■ **Task directions**:
Extract every line of each item below and copy it word for word.

■ **Raw records**:
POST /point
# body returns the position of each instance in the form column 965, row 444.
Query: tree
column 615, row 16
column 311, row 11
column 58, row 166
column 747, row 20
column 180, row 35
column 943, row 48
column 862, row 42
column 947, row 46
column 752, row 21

■ **Response**:
POST /point
# body returns the position of each instance in the form column 965, row 444.
Query: tree
column 615, row 16
column 311, row 11
column 58, row 166
column 747, row 20
column 180, row 35
column 943, row 48
column 862, row 42
column 947, row 46
column 752, row 21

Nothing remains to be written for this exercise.